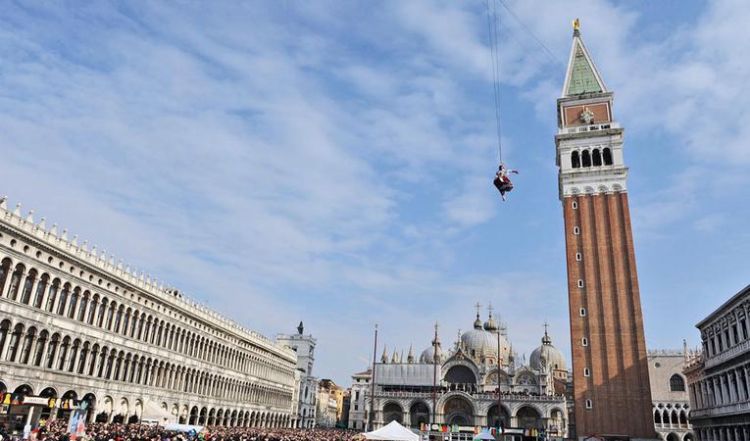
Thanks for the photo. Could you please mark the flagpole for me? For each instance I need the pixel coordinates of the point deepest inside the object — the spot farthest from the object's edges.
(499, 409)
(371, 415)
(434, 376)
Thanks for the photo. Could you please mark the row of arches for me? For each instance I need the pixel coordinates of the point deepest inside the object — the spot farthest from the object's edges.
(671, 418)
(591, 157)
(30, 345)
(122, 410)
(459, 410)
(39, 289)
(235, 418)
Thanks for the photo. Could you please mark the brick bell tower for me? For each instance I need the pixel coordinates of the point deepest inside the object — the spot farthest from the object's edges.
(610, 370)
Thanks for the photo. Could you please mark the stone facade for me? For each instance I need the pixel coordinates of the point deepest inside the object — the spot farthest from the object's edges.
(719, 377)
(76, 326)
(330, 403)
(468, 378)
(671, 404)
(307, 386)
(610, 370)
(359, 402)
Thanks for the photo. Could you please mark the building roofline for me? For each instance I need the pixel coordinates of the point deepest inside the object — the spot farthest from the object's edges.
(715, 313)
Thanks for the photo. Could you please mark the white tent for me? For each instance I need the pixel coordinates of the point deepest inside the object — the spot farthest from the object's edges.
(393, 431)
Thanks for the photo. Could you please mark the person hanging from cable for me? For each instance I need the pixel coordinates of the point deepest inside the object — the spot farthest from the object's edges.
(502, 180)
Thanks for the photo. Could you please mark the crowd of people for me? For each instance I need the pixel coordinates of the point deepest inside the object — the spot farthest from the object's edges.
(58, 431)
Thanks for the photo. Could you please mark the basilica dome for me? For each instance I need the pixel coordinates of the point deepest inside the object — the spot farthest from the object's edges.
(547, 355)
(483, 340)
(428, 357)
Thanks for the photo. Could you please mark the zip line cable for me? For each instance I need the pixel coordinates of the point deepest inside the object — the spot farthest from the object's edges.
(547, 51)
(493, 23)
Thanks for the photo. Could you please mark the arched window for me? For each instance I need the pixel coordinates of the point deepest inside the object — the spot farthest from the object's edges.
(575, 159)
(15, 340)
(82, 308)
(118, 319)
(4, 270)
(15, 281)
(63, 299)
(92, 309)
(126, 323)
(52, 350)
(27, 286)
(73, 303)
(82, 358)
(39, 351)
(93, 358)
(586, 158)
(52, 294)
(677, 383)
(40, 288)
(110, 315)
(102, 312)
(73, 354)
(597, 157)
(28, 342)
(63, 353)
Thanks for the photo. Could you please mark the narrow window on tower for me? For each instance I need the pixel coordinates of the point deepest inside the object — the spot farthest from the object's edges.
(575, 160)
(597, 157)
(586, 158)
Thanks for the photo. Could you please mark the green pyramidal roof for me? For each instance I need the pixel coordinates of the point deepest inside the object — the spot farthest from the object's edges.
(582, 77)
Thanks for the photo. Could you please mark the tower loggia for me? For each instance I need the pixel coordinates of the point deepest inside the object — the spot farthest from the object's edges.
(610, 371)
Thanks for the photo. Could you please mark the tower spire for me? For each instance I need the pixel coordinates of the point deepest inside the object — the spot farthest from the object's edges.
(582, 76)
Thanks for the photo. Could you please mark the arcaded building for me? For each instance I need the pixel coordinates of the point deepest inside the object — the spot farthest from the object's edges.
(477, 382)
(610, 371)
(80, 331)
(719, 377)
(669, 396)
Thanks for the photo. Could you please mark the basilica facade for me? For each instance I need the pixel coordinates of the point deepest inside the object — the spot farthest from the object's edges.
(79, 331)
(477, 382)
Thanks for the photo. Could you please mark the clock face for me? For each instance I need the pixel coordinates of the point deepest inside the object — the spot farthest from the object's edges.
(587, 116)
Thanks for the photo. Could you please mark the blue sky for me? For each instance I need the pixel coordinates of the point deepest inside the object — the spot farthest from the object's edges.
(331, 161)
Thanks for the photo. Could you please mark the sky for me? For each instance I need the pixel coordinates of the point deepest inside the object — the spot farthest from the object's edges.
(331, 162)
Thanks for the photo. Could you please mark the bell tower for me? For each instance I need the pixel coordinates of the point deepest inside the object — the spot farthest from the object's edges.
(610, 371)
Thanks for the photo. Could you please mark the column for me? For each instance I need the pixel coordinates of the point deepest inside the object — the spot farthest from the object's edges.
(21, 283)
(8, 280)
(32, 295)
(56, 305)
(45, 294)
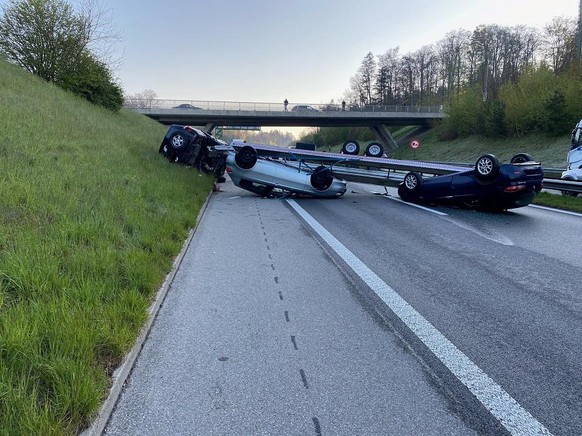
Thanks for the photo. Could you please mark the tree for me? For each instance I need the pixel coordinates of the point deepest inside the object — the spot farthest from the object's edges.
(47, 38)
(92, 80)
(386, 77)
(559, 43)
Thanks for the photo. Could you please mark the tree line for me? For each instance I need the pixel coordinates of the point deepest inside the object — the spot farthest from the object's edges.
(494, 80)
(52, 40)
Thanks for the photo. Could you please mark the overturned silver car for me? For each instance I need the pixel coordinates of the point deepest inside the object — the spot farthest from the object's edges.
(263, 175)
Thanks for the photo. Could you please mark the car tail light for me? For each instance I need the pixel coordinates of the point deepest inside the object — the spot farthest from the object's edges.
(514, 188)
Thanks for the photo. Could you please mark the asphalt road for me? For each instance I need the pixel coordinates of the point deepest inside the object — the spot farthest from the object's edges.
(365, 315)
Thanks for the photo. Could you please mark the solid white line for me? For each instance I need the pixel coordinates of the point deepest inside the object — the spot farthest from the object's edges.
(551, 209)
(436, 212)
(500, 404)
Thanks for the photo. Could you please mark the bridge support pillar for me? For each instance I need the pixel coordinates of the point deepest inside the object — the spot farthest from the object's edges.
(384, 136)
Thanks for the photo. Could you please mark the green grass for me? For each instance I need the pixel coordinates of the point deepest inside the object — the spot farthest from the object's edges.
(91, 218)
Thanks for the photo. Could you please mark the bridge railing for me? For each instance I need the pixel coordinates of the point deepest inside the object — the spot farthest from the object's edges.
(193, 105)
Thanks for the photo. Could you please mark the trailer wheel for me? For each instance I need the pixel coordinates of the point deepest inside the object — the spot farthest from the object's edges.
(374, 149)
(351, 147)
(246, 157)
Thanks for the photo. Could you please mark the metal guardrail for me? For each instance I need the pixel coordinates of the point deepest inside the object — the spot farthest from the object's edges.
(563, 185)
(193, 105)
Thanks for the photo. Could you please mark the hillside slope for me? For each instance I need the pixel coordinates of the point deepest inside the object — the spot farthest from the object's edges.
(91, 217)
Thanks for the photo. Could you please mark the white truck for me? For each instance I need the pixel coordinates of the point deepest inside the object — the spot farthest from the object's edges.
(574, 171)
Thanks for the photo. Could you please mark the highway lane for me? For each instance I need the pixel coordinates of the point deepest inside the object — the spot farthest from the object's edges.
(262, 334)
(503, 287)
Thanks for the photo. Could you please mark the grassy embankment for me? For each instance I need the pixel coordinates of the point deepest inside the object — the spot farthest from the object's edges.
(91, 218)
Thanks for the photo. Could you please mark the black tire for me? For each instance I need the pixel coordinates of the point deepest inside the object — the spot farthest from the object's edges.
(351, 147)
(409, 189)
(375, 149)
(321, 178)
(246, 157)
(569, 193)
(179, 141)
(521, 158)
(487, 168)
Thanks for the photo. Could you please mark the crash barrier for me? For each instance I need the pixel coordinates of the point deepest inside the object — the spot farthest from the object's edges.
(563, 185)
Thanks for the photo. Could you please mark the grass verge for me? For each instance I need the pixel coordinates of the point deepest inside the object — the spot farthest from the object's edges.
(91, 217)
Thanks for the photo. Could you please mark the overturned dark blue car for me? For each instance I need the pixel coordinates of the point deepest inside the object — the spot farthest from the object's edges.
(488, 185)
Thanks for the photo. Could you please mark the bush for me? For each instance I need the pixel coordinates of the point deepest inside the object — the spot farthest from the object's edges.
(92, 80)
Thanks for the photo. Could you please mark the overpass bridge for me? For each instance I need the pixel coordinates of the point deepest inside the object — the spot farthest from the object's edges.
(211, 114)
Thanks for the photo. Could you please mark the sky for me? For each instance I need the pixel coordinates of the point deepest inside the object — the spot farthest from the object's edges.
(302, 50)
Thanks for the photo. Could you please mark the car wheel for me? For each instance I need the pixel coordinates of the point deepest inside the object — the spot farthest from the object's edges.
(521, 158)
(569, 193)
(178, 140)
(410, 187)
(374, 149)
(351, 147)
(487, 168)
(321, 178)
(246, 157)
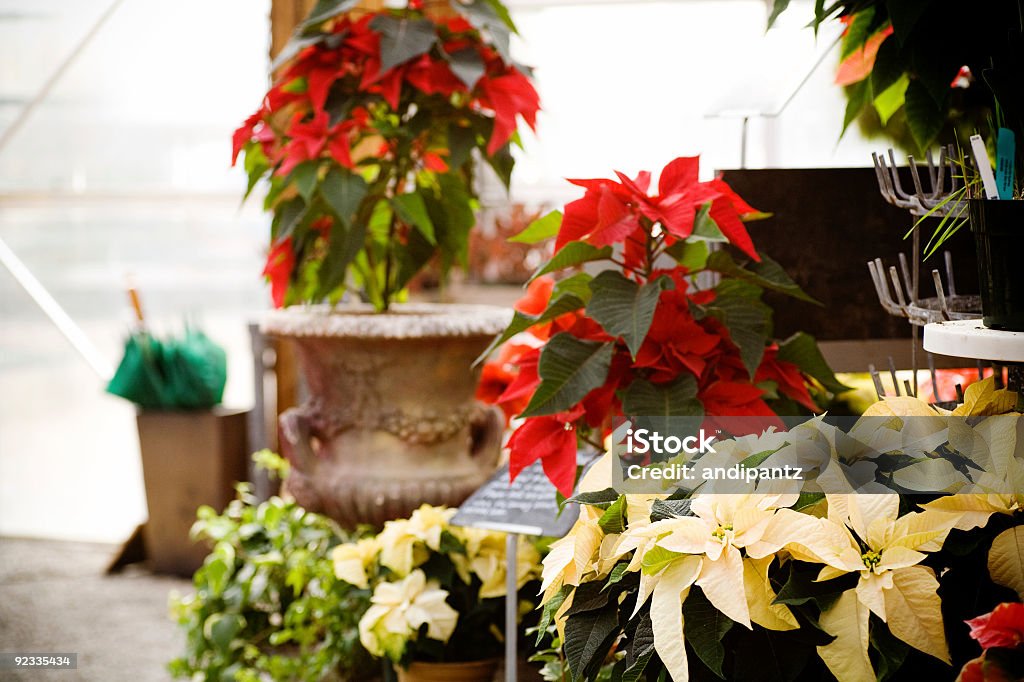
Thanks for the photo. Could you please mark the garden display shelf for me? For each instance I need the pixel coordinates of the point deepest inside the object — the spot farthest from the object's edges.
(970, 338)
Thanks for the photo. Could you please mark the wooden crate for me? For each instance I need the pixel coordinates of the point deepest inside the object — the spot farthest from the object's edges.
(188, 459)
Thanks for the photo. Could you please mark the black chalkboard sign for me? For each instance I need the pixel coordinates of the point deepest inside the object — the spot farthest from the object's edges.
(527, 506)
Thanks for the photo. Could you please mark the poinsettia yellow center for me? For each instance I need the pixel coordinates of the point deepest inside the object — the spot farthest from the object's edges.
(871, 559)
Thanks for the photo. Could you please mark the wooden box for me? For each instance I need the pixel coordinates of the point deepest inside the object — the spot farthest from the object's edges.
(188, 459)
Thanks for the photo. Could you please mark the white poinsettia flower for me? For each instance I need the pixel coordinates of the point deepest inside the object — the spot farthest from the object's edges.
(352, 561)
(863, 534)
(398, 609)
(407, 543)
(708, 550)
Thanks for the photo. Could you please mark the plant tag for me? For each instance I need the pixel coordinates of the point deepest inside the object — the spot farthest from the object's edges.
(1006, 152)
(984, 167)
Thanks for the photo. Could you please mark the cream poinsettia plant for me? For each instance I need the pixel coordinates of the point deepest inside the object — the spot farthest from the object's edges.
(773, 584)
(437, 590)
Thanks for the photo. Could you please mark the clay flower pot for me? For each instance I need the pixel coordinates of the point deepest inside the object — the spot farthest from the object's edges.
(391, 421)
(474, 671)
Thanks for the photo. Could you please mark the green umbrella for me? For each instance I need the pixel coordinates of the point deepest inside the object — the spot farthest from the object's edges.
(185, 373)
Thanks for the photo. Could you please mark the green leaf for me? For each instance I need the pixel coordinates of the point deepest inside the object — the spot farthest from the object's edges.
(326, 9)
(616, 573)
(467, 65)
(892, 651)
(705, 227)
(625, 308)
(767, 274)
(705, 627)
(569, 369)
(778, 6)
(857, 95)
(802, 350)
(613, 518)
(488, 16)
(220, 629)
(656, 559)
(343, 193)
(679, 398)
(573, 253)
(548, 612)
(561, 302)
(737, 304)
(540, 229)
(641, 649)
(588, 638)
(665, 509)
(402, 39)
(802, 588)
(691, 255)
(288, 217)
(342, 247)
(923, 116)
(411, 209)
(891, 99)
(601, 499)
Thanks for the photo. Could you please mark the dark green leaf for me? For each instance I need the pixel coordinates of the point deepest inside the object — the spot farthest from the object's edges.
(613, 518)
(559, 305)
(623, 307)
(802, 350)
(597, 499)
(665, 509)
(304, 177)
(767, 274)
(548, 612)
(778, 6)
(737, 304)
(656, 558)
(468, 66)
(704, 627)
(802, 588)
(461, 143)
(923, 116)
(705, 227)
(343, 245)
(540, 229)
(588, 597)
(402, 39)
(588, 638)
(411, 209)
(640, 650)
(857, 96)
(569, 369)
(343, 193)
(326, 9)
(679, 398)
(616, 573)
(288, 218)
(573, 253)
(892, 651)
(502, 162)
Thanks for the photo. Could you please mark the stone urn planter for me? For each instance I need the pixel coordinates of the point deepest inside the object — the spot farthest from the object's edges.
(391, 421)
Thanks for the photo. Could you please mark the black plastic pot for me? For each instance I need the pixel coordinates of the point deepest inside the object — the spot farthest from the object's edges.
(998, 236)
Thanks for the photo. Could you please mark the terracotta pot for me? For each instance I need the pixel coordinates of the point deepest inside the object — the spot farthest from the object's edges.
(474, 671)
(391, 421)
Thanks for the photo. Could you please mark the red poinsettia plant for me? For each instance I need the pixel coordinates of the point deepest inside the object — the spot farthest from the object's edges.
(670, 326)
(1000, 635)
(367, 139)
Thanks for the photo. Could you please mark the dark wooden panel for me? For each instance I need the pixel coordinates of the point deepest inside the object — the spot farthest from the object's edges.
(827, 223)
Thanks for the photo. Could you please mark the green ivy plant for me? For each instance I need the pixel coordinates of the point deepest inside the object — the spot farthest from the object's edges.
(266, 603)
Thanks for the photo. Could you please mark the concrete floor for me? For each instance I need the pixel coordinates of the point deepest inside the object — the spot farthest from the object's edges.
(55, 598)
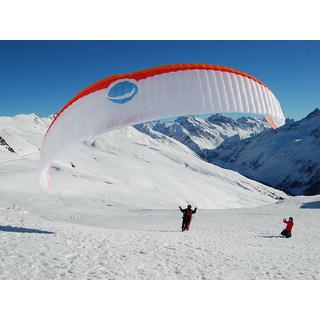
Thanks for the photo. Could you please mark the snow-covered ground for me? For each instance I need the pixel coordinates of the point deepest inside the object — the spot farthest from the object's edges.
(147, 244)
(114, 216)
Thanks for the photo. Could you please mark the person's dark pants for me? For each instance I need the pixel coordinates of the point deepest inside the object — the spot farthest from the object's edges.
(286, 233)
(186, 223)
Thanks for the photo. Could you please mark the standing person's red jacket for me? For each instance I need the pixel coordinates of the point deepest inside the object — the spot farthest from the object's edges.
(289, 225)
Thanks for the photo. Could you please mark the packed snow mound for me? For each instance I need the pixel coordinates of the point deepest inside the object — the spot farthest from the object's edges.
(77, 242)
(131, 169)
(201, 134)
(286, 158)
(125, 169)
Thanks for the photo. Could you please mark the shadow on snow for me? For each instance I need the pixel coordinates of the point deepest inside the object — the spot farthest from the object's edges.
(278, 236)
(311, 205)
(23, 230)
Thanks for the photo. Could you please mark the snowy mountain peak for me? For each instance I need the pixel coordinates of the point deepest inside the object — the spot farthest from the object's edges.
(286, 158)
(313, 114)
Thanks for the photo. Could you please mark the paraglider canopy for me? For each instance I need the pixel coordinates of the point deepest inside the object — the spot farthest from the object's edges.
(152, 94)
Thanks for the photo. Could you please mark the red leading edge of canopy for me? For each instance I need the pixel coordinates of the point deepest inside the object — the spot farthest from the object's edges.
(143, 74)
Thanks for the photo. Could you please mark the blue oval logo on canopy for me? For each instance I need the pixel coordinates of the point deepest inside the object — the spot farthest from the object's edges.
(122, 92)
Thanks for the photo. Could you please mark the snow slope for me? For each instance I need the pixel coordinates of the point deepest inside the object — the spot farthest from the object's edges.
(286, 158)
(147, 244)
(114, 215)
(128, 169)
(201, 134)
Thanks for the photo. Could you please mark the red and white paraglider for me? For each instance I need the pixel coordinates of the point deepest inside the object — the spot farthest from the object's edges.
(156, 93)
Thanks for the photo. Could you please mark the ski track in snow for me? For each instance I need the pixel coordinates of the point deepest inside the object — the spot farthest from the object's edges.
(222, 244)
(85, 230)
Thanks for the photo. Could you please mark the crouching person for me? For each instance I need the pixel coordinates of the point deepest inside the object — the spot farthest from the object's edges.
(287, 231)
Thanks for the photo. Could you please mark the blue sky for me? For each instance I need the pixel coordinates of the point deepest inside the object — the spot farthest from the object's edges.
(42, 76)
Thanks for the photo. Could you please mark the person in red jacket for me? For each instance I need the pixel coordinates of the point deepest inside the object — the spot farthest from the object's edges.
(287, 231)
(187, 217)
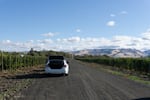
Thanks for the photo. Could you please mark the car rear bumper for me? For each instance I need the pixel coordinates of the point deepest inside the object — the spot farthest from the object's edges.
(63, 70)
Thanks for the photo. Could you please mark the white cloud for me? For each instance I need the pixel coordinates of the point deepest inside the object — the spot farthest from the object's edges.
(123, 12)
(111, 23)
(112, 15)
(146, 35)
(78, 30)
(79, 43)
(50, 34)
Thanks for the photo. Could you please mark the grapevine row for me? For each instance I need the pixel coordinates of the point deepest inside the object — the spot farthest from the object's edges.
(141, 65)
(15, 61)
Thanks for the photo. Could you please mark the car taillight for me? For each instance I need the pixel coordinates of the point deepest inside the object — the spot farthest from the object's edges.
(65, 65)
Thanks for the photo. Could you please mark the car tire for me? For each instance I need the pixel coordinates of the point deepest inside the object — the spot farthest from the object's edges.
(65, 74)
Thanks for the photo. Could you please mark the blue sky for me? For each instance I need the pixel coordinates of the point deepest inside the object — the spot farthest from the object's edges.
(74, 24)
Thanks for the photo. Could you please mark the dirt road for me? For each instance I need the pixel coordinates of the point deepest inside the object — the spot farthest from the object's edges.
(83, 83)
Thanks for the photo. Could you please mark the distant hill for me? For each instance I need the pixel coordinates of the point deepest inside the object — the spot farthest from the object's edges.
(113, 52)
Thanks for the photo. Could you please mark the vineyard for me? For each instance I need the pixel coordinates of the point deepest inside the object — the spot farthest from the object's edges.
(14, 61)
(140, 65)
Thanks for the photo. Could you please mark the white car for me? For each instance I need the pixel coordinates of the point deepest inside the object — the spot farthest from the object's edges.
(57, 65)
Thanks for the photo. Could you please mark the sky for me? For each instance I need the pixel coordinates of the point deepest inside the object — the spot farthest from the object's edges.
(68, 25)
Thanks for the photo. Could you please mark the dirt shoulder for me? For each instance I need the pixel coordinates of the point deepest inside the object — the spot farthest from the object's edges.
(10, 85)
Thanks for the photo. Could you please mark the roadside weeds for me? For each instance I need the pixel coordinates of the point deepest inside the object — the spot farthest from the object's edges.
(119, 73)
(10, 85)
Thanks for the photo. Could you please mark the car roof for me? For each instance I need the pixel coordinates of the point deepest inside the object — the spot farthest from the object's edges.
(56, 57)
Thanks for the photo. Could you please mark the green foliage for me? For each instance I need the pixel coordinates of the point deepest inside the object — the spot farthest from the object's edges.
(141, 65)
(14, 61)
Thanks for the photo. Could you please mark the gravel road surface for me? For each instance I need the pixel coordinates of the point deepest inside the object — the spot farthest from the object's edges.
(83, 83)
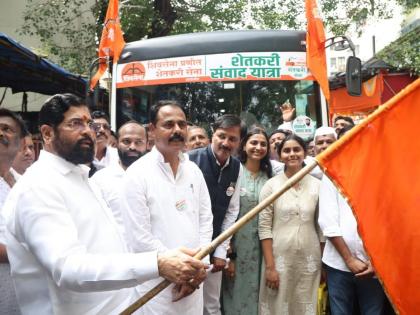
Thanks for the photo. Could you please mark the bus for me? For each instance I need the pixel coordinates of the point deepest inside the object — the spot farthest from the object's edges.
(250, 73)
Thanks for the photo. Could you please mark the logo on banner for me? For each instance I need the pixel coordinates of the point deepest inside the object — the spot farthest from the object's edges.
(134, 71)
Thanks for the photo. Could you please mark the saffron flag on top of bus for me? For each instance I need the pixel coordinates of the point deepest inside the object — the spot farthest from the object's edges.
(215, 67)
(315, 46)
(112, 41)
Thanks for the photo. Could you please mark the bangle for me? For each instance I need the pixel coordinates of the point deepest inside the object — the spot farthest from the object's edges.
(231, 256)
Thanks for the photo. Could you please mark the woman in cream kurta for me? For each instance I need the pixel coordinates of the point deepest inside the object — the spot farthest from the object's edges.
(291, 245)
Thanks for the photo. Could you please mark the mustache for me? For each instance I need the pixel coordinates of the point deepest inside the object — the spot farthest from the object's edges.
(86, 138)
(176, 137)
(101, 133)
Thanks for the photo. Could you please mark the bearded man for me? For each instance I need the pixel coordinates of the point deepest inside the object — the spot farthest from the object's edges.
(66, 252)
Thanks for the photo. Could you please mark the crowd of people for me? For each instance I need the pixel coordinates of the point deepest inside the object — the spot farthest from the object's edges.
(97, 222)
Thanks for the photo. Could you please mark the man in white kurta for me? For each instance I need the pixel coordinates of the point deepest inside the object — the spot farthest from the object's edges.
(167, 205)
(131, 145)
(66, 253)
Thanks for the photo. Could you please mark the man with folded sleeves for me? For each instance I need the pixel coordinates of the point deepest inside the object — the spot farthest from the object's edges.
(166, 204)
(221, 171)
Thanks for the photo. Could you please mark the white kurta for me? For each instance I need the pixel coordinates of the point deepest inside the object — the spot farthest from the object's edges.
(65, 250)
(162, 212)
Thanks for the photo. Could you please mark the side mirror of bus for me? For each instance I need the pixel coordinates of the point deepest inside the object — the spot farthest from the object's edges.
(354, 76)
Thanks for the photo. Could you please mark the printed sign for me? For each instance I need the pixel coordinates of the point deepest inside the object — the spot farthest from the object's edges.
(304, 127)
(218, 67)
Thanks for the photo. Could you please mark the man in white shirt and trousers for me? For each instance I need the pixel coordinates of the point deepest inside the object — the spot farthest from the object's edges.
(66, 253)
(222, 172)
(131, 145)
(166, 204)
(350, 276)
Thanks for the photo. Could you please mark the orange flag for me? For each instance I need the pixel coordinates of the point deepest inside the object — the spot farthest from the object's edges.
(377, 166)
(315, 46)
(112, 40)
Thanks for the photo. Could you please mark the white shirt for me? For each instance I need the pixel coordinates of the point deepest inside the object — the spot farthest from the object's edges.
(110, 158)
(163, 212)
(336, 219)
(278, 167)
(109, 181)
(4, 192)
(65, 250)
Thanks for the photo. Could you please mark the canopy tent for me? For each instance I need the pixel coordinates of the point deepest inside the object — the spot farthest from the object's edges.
※
- EXERCISE DESCRIPTION -
Only the lines from the one with "Thanks for the photo. Could you please mark the orange" through the end of the material are wanted; copy them exactly, both ends included.

- REPLY -
Thanks for the photo. Could you please mark the orange flag for me? For each instance I need the pixel coordinates of the point deepest inside the object — the spot farthest from the object's edges.
(377, 166)
(315, 46)
(112, 40)
Thanks for the photo. Could you please mark the white shirt for me? For each instance I need the pixel coordinates of the point deepest inside the object — the spot farthest from the object's edges.
(110, 158)
(163, 212)
(336, 219)
(278, 167)
(109, 181)
(4, 192)
(65, 250)
Thanks for the photo. Could you please mark the canopy tent for me? For each instance I need the pixel coordinates of the point deepest inside the object — the spot farthest from the object's edges.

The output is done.